**EXERCISE INSTRUCTIONS:** Transcribe all of the material exactly. Any picture in it should be left out.

Point placement records:
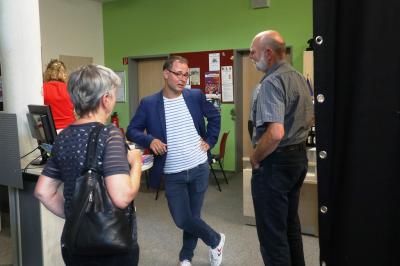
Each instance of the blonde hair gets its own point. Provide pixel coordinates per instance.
(55, 71)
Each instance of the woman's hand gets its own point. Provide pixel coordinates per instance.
(158, 147)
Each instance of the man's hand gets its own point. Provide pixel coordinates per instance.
(204, 145)
(134, 156)
(254, 163)
(158, 147)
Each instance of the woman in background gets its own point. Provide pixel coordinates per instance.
(56, 95)
(93, 92)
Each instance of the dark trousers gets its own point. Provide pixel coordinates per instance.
(275, 189)
(185, 194)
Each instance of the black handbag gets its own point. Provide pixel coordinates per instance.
(95, 225)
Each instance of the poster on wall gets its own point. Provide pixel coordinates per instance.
(121, 88)
(212, 88)
(214, 61)
(226, 84)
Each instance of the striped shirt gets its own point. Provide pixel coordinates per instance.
(283, 97)
(183, 150)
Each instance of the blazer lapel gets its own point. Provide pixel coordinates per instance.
(191, 106)
(161, 114)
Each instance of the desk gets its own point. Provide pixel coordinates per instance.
(40, 230)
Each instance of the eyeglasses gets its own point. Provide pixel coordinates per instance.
(179, 74)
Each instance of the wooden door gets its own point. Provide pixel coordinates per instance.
(150, 78)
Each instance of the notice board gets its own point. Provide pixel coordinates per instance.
(211, 72)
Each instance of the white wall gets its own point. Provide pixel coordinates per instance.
(71, 27)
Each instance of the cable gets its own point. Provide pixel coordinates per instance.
(30, 152)
(26, 167)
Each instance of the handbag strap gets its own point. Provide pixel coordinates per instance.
(91, 150)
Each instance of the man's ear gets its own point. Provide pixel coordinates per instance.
(165, 73)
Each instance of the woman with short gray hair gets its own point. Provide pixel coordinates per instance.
(93, 93)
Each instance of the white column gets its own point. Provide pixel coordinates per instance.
(20, 58)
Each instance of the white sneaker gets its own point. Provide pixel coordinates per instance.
(185, 263)
(216, 253)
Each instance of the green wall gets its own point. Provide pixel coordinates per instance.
(151, 27)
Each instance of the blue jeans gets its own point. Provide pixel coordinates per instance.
(185, 194)
(276, 189)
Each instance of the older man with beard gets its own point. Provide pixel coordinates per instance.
(281, 114)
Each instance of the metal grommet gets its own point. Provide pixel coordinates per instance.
(320, 98)
(319, 40)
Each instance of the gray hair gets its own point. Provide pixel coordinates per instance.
(88, 84)
(273, 40)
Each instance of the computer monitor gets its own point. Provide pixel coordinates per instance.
(42, 127)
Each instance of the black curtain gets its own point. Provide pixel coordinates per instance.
(357, 104)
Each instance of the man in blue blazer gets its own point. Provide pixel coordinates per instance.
(171, 123)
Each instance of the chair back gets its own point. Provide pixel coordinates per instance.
(222, 145)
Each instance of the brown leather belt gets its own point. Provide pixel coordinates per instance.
(294, 147)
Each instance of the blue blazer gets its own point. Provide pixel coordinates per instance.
(150, 116)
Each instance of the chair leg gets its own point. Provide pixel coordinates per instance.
(223, 172)
(158, 189)
(216, 180)
(146, 175)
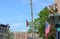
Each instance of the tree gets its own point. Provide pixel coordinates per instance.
(39, 24)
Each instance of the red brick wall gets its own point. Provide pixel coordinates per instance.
(58, 5)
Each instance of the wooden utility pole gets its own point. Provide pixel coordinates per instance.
(32, 19)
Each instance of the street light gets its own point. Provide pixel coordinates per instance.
(56, 19)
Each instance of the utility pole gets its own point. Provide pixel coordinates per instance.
(32, 19)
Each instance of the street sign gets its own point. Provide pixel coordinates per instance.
(58, 29)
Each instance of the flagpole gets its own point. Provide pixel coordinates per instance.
(32, 19)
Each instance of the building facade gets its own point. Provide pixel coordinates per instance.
(24, 35)
(4, 31)
(20, 35)
(58, 5)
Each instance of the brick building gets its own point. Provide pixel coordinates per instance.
(58, 5)
(24, 35)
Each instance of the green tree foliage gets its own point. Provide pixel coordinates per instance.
(39, 24)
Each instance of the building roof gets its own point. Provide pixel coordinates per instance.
(5, 25)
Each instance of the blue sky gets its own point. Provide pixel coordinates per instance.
(16, 12)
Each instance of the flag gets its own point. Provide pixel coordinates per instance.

**RESPONSE BELOW:**
Each instance of the blonde hair gets its own point. Provide pixel coordinates per instance.
(55, 71)
Each instance of the woman's hand gets its own point. Provide pixel coordinates per instance.
(158, 147)
Each instance of the man's hand gets its own point. Provide pixel coordinates per instance.
(204, 145)
(134, 156)
(254, 163)
(158, 147)
Each instance of the woman in background gets its own point. Provide pixel coordinates per instance.
(56, 95)
(93, 92)
Each instance of the dark trousers gets its own point. Provide pixel coordinates per instance.
(275, 189)
(185, 194)
Each instance of the black handbag gets its own point. Provide pixel coordinates per instance.
(95, 225)
Each instance of the poster on wall gets its own point. Provide pixel coordinates per instance.
(121, 88)
(212, 88)
(214, 61)
(226, 84)
Each instance of the striped shirt gets its own point. Provide pixel coordinates per instance.
(283, 97)
(183, 150)
Each instance of the blazer lapel gets its own point. Provide pixel coordinates per instance.
(191, 106)
(161, 114)
Each instance of the desk gets its own point. Provide pixel coordinates per instance.
(40, 230)
Each instance of the eyeglasses gets its own point. Provide pixel coordinates per instance.
(179, 74)
Each instance of the wooden door gets its own point. Provide pixel coordinates per instance.
(150, 78)
Each instance of the notice board gets its own point. Provide pixel coordinates per instance.
(211, 72)
Each instance of the white wall gets its own point. Provide pixel coordinates per instance.
(71, 27)
Each instance of the cable gets its own point. Provide pixel coordinates per instance.
(30, 152)
(26, 167)
Each instance of the handbag strap gets its own point. Provide pixel coordinates per instance.
(91, 150)
Each instance of the man's ear gets its own point. Provide pixel coordinates per instance.
(165, 73)
Each instance of the woman with short gray hair gets its own point. Provide pixel coordinates per instance.
(93, 93)
Each instance of the white column gets its own point. Provide pixel coordinates per instance.
(20, 58)
Each instance of the white sneaker gets its own point. Provide pixel coordinates per instance.
(185, 263)
(216, 253)
Each instance of the green wall gets its own point. Provide pixel coordinates per instance.
(151, 27)
Each instance of the blue jeans gets its own point. Provide pixel coordinates per instance.
(185, 194)
(276, 189)
Each instance of the older man with beard gets its own point. Provide pixel coordinates per instance.
(281, 114)
Each instance of the metal grommet gets its own point. Provide pixel coordinates per instance.
(320, 98)
(319, 40)
Each instance of the gray hair gets its own point. Provide pixel coordinates per instance.
(88, 84)
(273, 40)
Each instance of the computer monitor gets its own point. Provide pixel coordinates per instance.
(42, 127)
Each instance of the black curtain gets its own point. Provide pixel coordinates per instance.
(357, 104)
Each instance of the man in blue blazer gets its own point. Provide pixel coordinates per instance.
(171, 123)
Each instance of the chair back gets its own point. Provide pixel coordinates per instance.
(222, 145)
Each instance of the brown leather belt gets its own point. Provide pixel coordinates per instance.
(294, 147)
Each instance of the blue blazer gets its own point. Provide pixel coordinates per instance.
(150, 116)
Each instance of the chair leg gets its own point. Provide pixel coordinates per instance.
(223, 172)
(158, 189)
(216, 180)
(146, 175)
Each instance of the tree gets its own point. Provide pixel coordinates per instance.
(39, 24)
Each instance of the red brick wall gets its own point. Provide pixel coordinates per instance.
(58, 5)
Each instance of the wooden utility pole gets its own point. Provide pixel coordinates per instance.
(32, 19)
Each instance of the street light gets its own point. Provide pixel coordinates per instance.
(56, 19)
Each instance of the utility pole gets its own point. Provide pixel coordinates per instance.
(32, 19)
Each instance of the street sign gets its own point. Provide pixel coordinates per instance.
(58, 29)
Each instance of the flagpole gets its own point. Provide pixel coordinates per instance.
(32, 19)
Each instance of the building facade gets its own point. Provide pixel coordinates per instance.
(24, 35)
(4, 31)
(20, 35)
(58, 5)
Each instance of the brick building gets its own point. Provide pixel coordinates per instance.
(58, 5)
(24, 35)
Each instance of the green tree foliage gets its own point. Provide pixel coordinates per instance.
(39, 24)
Each instance of the building roof gets its own point. Provide pixel coordinates per instance.
(5, 25)
Each instance of the blue sky gets its own point. Provide pixel coordinates per instance.
(16, 12)
Each instance of the flag gets its own point. Provide pixel coordinates per instance.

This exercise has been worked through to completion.